§ DOCUMENT EXTRACT:
^^^^^^^^
Troubleshooting cloud applications has made security, application performance monitoring (APM), and DevOps impossible to manage. Most cloud providers do not allow you to install your own agents, monitors, or probes on their systems to find out what is going on with their services. So what options are an organization left with?
Many cloud service providers have compromised by providing application programming interfaces (APIs) that can be used to gather data on the health, behavior, and performance of applications and their infrastructure. Telemetry aggregates the data generated by your systems that document a system’s state, as well as relationships and dependencies in a distributed system.
What is OpenTelemetry?
OpenTelemetry is an open-source observability framework made up of a collection of vendor-agnostic APIs, software development kits (SDKs), and libraries that generate and gather telemetry data from the three pillars of observability: cloud-native logs, metrics, and traces. It standardizes the way that telemetry data is collected, formatted, and exported to various backend systems for processing and analysis.
Supported Data Types
The types of exporters for backend systems include:
- OTLP: The OpenTelemetry open-source protocol used to transmit telemetry data from the SDK to the Collector and from the Collector to the backend system of choice.
- Splunk
- Prometheus
- Jaeger
- Kafka
- AWS
- Azure
- Data Dog
- F5
- Elastic Search
- Dynatrace
- Logz.io
- Sumo Logic
- Tencent
- Zipkin
OpenTelemetry vs OpenTracing
OpenTelemetry was formed after the merger of OpenCensus and OpenTracing, two other open-source API projects by the Cloud Native Computing Foundation (CNCF) and is now the single standard for application instrumentation. OpenTracing was only able to work with application traces which made it difficult to see how applications performed across services. OpenTelemetry is backward compatible with OpenTracing and OpenCensus.
OpenTelemetry simplifies alerting, reporting, and troubleshooting of issues that arise within multi-language systems that need correlation to provide detailed insight into the source of an event.
How the OpenTelemetry Collector Works
An OpenTelemetry Collector acts as a buffer between software and the observability tools that can receive, process, and export telemetry data in various formats and send it to several different services. It is how the data is sent to your storage or monitoring platform.
^^^^^^^^
§ SOURCE MATERIAL:

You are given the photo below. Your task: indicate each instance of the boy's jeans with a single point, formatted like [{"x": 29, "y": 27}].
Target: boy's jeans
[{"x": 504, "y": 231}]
^^^^^^^^
§ TASK DETAILS: Pick up the OpenTelemetry overview after its last sentence and keep writing it. The lines aren't needed for anything here.

§ EXERCISE RESPONSE:
The Splunk OpenTelemetry Collector packages the open-source OpenTelemetry Collector with extra components such as receivers that determine how to get data in through push and pulls, processors that determine what to do with received data, exporters that determine where to send the data once it is received, and extensions which provide additional functions beyond the OpenTelemetry Collector. The Smart Agent Receiver can be used to integrate all Smart Agent metric monitors into Collector pipelines. Additional benefits include the ability to profile code, correlate data between multiple Splunk Observability Cloud views, and bundle FluentD to send logs.
How to Install and Configure the Splunk Distribution of the OpenTelemetry Collector
First, decide whether you will use the Splunk installer script, Splunk automated install method for configuration tool, or manually create an install configuration. Automated install packages can be downloaded directly from Splunk Cloud. Commands to run the installer script can be found below.
For Linux
Step 1: Install systemd, sudo, and curl.
Step 2: Download and execute installer script.
Step 3: Configure the environment variables.
-
SPLUNK_REALM: This is the Realm to send data to. The default is us0.
-
SPLUNK_MEMORY_TOTAL_MIB: This is the total allocated memory in mebibytes (MiB). For example, 512 allocates 512 MiB (500 x 2^20 bytes) of memory.
-
SPLUNK_ACCESS_TOKEN: This is the base64-encoded access token for authenticating data ingest requests.
Use the following commands:
curl -sSL https://dl.signalfx.com/splunk-otel-collector.sh > /tmp/splunk-otel-collector.sh; sudo sh /tmp/splunk-otel-collector.sh --realm SPLUNK_REALM --memory SPLUNK_MEMORY_TOTAL_MIB -- SPLUNK_ACCESS_TOKEN
For Windows
Step 1: Make sure that you have Administrator access to PowerShell
Step 2: Download and execute installer script.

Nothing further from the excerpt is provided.